GIVEN TEXT:
Ty Burr
January 26, 1996 AT 05:00 AM EST

Well, Waterworld. For the past two years it’s served as whipping boy for those who think that movie studios spend too much money, for those who’ve been waiting for Kevin Costner to fall on his face, and for those who simply like to gloat over a Hollywood shipwreck. Reasonably successful in the theaters (grossing $88 million), Waterworld‘s nearly $200 million cost still doomed it to perceptions of failure. If it weren’t for home video, in fact, the movie would already be lying side-down in the murk of movie history: a Titanic in both hopes and results.

On tape, of course, you can haul this tub up to the surface whenever you like. And while the epic, futuristic Waterworld may lose some visual grandeur on a small screen, it benefits from the absence of controversy. In theaters, the movie came off as little more than a workmanlike rip-off of The Road Warrior, down to the grumpy antihero and blazing action-pic set pieces. On TV, a more intriguing reading of Waterworld emerges — the Existential Raft Drama.

EXTRACTED MATERIAL:

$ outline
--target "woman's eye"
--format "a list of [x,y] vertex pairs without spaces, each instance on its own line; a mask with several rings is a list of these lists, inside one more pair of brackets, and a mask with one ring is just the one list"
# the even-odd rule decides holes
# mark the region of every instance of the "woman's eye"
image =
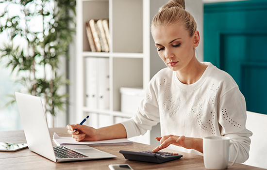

CHALLENGES:
[1] Please repeat the Waterworld review between "On tape, of" and "Existential Raft Drama.", inclusive, swapping "tub" for "vessel".
[2] According to the Waterworld review, how much did the movie gross in theaters?
The rows have no connection to the Waterworld review.

RESULTS:
[1]
On tape, of course, you can haul this vessel up to the surface whenever you like. And while the epic, futuristic Waterworld may lose some visual grandeur on a small screen, it benefits from the absence of controversy. In theaters, the movie came off as little more than a workmanlike rip-off of The Road Warrior, down to the grumpy antihero and blazing action-pic set pieces. On TV, a more intriguing reading of Waterworld emerges — the Existential Raft Drama.

[2] $88 million